What is expected:
Would you quote the material below in full and unchanged?

Records supplied:

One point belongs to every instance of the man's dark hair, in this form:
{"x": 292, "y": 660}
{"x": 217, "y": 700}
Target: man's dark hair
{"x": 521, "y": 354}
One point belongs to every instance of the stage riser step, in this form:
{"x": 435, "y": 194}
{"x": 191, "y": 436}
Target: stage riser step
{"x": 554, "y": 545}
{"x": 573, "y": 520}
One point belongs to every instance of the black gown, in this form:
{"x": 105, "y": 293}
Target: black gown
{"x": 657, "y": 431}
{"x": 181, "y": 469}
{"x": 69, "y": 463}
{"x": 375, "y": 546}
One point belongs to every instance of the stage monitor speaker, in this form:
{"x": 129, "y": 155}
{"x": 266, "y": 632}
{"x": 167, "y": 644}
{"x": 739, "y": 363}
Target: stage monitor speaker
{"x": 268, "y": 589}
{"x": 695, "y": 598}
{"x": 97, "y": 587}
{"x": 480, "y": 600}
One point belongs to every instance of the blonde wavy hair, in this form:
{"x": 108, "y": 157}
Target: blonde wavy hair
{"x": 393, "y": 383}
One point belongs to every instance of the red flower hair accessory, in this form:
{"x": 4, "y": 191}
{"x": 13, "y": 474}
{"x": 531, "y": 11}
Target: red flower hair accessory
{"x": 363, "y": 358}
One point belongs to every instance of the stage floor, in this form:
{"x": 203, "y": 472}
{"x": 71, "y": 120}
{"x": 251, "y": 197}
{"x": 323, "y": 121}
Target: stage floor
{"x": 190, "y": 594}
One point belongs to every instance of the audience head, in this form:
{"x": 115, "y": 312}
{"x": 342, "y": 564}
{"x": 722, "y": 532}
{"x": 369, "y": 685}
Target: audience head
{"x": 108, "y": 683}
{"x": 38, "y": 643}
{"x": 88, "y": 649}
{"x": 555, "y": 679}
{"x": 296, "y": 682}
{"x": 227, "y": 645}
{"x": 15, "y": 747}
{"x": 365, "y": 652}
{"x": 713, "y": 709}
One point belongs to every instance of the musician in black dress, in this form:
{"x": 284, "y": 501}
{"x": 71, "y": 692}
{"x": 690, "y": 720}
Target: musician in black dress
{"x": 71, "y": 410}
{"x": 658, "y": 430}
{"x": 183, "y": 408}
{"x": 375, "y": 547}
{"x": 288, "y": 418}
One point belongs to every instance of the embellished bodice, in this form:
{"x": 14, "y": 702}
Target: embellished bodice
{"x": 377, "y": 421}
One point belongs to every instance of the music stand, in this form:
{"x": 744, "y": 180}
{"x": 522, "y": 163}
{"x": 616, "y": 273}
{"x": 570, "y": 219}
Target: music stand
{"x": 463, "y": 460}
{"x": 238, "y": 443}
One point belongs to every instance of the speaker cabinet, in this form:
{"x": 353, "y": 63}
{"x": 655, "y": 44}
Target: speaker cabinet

Exercise output:
One point belongs to every instance of the man's dark hair, in this form:
{"x": 292, "y": 660}
{"x": 217, "y": 700}
Target: man's dark hair
{"x": 521, "y": 354}
One point belongs to every instance of the stage riser step, in this form:
{"x": 435, "y": 194}
{"x": 191, "y": 436}
Target: stage riser step
{"x": 554, "y": 545}
{"x": 573, "y": 520}
One point belongs to every instance of the black gown, in this form:
{"x": 105, "y": 293}
Target: black gown
{"x": 657, "y": 431}
{"x": 181, "y": 469}
{"x": 69, "y": 463}
{"x": 375, "y": 546}
One point belongs to every instance of the stage monitor speaker, in this form:
{"x": 129, "y": 155}
{"x": 266, "y": 632}
{"x": 167, "y": 644}
{"x": 739, "y": 363}
Target: stage monitor speaker
{"x": 268, "y": 589}
{"x": 695, "y": 598}
{"x": 97, "y": 587}
{"x": 480, "y": 600}
One point belongs to every instance of the blonde wavy hair, in this form:
{"x": 108, "y": 157}
Target: blonde wavy hair
{"x": 393, "y": 383}
One point belongs to every instance of the red flower hair accessory, in this form:
{"x": 4, "y": 191}
{"x": 13, "y": 474}
{"x": 531, "y": 11}
Target: red flower hair accessory
{"x": 363, "y": 358}
One point belongs to every instance of the stage floor, in this form:
{"x": 203, "y": 472}
{"x": 71, "y": 120}
{"x": 251, "y": 197}
{"x": 323, "y": 121}
Target: stage floor
{"x": 190, "y": 594}
One point belongs to every instance of the audience head, in this form:
{"x": 115, "y": 312}
{"x": 342, "y": 564}
{"x": 722, "y": 532}
{"x": 369, "y": 685}
Target: audience head
{"x": 108, "y": 683}
{"x": 38, "y": 643}
{"x": 88, "y": 649}
{"x": 555, "y": 679}
{"x": 296, "y": 682}
{"x": 227, "y": 645}
{"x": 15, "y": 747}
{"x": 365, "y": 652}
{"x": 713, "y": 709}
One point belongs to every instance of the musician in black dress, in this form:
{"x": 284, "y": 501}
{"x": 71, "y": 692}
{"x": 690, "y": 720}
Target: musician in black dress
{"x": 71, "y": 410}
{"x": 658, "y": 430}
{"x": 183, "y": 408}
{"x": 375, "y": 547}
{"x": 288, "y": 418}
One point belongs to every instance of the embellished bodice, in this form:
{"x": 14, "y": 702}
Target: embellished bodice
{"x": 377, "y": 421}
One point belongs to every instance of the music stand, in this form:
{"x": 744, "y": 180}
{"x": 522, "y": 163}
{"x": 616, "y": 273}
{"x": 570, "y": 219}
Target: music stand
{"x": 463, "y": 460}
{"x": 238, "y": 443}
One point belongs to every instance of the speaker cabinet, in this form:
{"x": 353, "y": 63}
{"x": 655, "y": 44}
Target: speaker cabinet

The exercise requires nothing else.